**WORK ORDER**
Only lines holding the word "roof" are wanted from the records; copy all of them.

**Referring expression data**

——

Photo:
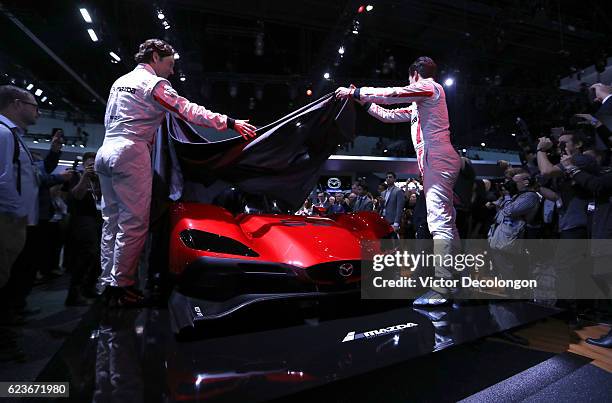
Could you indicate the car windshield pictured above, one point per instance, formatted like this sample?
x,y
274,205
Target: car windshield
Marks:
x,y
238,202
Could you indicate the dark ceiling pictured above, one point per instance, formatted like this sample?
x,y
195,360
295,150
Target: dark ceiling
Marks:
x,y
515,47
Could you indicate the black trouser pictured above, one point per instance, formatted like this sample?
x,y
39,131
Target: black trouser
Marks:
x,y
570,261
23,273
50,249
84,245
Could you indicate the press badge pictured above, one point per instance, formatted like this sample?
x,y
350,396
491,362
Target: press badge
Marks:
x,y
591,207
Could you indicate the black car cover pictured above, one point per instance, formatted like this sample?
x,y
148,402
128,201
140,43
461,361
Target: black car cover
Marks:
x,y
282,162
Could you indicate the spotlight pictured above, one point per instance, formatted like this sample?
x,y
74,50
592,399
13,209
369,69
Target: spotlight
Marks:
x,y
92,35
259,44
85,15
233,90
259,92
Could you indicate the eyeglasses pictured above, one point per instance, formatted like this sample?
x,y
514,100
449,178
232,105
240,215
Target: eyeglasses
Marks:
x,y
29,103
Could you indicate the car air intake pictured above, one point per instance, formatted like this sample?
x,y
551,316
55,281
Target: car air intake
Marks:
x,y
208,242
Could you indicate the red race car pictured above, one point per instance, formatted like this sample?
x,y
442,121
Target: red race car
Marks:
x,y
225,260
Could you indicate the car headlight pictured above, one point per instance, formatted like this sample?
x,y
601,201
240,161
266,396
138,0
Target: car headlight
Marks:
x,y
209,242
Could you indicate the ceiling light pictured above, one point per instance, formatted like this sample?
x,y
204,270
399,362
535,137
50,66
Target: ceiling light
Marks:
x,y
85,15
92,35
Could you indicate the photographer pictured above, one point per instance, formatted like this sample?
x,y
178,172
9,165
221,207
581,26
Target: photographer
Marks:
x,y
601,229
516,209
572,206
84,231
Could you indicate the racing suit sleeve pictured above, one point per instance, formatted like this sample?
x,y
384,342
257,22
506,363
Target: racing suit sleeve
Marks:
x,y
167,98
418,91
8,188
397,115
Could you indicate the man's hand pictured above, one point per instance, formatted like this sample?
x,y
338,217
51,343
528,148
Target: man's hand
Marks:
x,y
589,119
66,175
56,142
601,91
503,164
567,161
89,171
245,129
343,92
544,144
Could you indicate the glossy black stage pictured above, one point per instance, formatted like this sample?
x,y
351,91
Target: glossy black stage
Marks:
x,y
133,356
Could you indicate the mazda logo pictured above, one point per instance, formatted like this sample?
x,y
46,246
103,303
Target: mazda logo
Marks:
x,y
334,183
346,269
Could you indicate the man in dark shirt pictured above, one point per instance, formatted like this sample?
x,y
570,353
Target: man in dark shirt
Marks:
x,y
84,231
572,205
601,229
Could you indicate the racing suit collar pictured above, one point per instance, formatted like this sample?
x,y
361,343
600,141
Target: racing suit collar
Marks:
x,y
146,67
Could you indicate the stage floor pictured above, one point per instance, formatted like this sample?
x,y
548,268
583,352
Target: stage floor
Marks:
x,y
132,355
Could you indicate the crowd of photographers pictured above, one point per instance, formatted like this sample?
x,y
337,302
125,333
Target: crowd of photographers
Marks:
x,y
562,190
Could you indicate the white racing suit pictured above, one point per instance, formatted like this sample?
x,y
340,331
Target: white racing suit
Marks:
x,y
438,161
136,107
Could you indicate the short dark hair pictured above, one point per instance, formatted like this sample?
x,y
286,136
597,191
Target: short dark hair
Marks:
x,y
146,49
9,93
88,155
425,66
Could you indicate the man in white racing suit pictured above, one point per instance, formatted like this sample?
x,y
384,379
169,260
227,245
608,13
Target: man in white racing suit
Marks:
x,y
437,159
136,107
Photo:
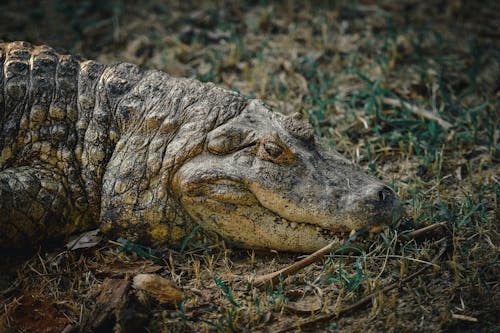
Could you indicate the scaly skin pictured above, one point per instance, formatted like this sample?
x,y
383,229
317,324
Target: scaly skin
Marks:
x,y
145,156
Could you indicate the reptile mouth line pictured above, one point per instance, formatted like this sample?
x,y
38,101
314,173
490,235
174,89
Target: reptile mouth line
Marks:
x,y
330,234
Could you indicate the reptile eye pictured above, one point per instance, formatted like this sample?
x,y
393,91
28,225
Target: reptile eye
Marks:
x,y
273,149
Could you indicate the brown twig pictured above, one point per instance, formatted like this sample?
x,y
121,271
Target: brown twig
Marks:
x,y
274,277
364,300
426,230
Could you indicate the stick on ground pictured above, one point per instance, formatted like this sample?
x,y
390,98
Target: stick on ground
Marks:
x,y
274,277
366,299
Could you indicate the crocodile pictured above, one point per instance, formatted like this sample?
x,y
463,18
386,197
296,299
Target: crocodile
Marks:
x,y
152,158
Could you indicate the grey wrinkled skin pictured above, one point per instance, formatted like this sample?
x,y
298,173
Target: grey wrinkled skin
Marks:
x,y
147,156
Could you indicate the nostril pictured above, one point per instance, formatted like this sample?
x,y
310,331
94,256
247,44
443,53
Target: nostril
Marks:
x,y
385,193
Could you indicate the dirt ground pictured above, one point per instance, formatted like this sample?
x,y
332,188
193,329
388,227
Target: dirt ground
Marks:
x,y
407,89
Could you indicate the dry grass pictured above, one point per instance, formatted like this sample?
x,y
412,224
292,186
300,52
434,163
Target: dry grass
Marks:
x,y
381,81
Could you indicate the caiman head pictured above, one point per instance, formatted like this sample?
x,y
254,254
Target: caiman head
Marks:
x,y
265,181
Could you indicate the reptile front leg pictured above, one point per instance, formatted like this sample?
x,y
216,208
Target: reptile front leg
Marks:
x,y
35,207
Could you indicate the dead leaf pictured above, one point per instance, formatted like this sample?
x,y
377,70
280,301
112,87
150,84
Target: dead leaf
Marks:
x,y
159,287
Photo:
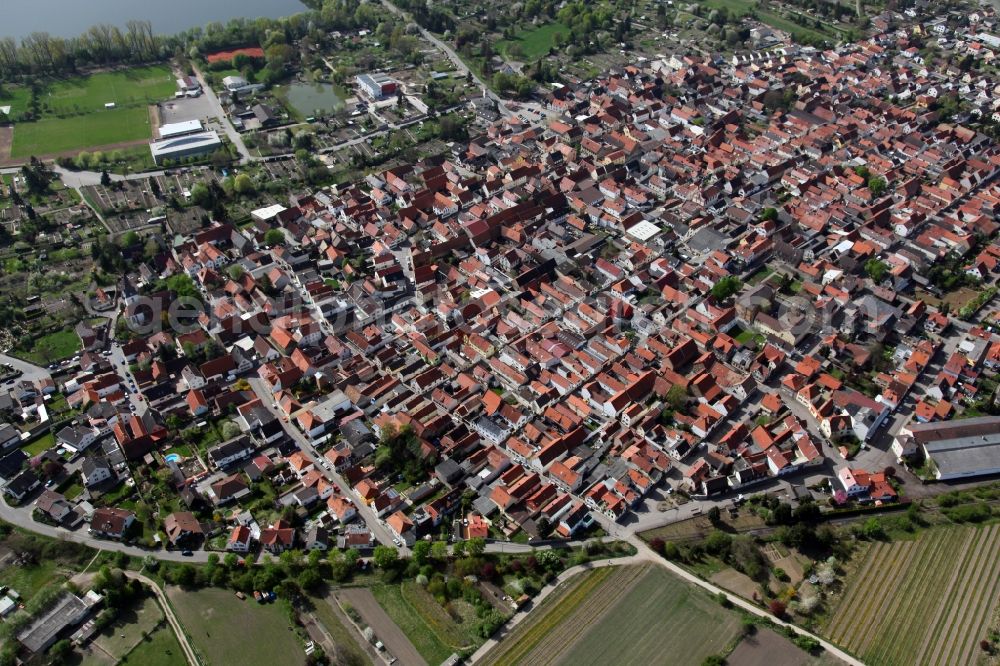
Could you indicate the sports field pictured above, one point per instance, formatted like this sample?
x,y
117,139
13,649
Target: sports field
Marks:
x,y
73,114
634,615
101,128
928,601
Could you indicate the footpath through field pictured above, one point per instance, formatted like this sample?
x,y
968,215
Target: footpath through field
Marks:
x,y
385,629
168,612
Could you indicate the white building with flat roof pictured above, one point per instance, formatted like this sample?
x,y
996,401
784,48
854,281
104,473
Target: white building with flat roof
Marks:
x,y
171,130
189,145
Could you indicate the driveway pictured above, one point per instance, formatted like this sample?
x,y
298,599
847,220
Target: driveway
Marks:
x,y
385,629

——

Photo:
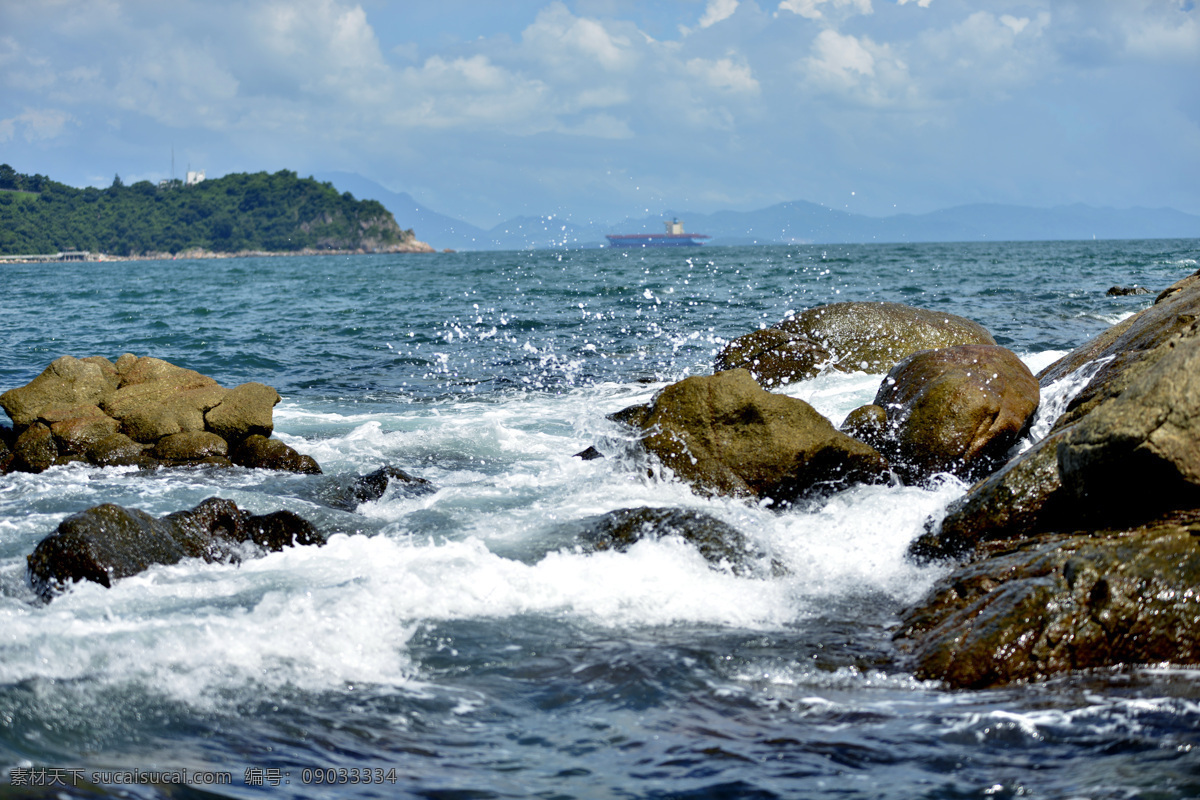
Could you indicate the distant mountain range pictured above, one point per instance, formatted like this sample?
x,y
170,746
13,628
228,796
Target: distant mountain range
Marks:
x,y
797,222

——

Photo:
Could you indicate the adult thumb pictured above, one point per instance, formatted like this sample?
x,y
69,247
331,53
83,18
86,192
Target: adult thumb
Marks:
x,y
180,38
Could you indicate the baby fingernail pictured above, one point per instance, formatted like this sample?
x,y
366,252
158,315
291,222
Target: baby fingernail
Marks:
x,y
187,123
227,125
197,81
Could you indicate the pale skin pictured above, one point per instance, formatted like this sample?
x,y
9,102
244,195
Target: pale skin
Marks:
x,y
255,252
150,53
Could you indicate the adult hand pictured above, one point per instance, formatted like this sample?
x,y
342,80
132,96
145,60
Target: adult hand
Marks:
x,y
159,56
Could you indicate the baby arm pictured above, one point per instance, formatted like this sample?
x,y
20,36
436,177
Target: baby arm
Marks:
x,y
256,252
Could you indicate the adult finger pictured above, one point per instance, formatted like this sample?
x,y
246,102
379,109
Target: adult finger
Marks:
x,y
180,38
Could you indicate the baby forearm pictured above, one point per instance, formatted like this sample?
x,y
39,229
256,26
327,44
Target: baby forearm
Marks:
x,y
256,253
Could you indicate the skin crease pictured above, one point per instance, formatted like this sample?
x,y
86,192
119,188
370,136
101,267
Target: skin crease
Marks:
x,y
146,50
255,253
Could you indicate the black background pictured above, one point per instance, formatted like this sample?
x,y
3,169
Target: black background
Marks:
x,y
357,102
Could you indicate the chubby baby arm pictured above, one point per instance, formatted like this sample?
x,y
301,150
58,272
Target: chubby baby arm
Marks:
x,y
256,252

——

**RESPONSE TO THIS TASK**
Could you indicate the white building with flat roof pictured above, one point per instance, formatted like this sample?
Target: white building with flat roof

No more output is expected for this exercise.